**SHORT PROBLEM:**
Recast the listing as a two-column CSV with the columns text and answer, starting with the line containing "the red brick" and going on through the end of the listing. Give one row per entry, putting its text and its answer each in a single quoted field with any line breaks replaced by spaces.

**INPUT:**
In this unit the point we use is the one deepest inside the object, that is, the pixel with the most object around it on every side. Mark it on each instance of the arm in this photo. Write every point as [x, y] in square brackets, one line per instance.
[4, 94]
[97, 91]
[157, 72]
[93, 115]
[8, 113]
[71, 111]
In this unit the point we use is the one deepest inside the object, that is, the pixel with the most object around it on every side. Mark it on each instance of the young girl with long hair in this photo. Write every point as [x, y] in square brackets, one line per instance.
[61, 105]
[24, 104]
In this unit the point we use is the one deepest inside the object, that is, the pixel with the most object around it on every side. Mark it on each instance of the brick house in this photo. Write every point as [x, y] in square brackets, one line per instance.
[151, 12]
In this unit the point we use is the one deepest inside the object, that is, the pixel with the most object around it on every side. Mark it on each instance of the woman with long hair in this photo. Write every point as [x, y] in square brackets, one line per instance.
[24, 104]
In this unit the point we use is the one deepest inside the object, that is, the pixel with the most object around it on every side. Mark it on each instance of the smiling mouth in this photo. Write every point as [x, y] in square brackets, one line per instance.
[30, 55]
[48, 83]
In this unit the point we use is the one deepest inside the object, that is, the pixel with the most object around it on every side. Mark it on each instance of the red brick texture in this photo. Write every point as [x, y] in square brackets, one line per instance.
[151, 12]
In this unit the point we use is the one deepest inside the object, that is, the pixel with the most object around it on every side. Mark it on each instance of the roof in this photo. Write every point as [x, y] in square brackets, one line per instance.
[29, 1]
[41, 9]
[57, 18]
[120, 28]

**ANSWER BELOW:**
text,answer
"In this unit the point we use is the one deepest inside the object, that is, the pixel with the most object around it on every side. Mark it on each instance of the red brick texture in this photo. Write every point as [x, y] in square brackets, one line per instance.","[151, 12]"
"In this unit the point we use is the one deepest inside the object, that is, the pixel with the most object around it on every side. Mark it on each instance of the roof in this photo. Write every point as [x, y] in square brackets, one line per instance.","[29, 1] [41, 9] [57, 18] [120, 28]"